* _Data to examine_:

= Beginning of Section =

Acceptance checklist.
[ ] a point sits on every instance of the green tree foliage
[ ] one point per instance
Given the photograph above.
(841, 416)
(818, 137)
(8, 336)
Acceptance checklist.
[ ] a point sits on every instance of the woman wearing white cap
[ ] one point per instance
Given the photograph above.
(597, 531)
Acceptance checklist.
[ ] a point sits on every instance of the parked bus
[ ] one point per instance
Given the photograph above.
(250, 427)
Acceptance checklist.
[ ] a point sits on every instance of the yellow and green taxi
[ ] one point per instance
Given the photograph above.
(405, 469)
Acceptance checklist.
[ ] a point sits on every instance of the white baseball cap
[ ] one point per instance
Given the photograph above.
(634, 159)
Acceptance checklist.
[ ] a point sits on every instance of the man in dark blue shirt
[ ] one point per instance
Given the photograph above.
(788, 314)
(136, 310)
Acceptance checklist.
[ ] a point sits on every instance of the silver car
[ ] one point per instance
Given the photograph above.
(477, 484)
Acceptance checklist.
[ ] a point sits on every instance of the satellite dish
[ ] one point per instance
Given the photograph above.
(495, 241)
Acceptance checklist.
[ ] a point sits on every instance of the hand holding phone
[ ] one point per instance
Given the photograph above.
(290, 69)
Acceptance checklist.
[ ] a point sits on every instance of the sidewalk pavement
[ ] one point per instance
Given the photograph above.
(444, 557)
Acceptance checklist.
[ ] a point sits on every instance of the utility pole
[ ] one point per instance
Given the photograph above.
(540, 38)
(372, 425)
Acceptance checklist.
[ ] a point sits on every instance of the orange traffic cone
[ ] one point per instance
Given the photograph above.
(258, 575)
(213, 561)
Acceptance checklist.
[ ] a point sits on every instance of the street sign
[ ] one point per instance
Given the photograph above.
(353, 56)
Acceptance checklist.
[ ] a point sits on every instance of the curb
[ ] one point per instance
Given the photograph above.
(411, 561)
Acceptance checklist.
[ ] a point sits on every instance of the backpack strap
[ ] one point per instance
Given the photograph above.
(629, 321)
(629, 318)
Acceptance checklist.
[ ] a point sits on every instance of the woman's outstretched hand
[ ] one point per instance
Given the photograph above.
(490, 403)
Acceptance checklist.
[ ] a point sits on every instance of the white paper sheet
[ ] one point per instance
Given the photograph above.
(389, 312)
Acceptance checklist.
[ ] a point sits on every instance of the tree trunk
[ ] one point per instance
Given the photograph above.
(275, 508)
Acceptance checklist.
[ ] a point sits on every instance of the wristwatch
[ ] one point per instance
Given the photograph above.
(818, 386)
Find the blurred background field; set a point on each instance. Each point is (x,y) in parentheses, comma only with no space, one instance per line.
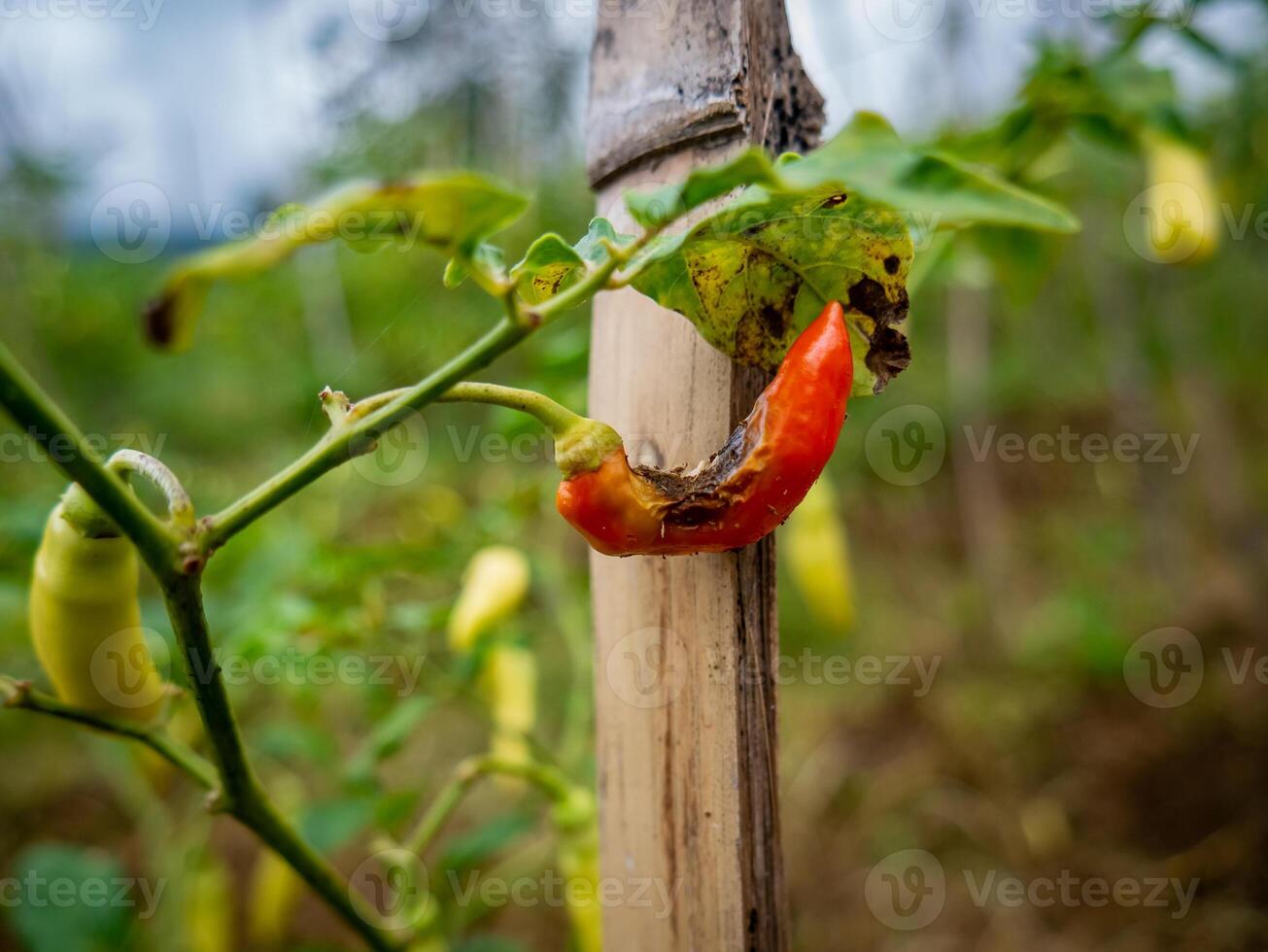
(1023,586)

= End of Section =

* _What needs to be done_:
Where a line of the data contains "woman", copy that line.

* _Output for this task_:
[ ] a point sits on every instance of the woman wearing white cap
[ ] a point sits on every instance of the woman's outstretched hand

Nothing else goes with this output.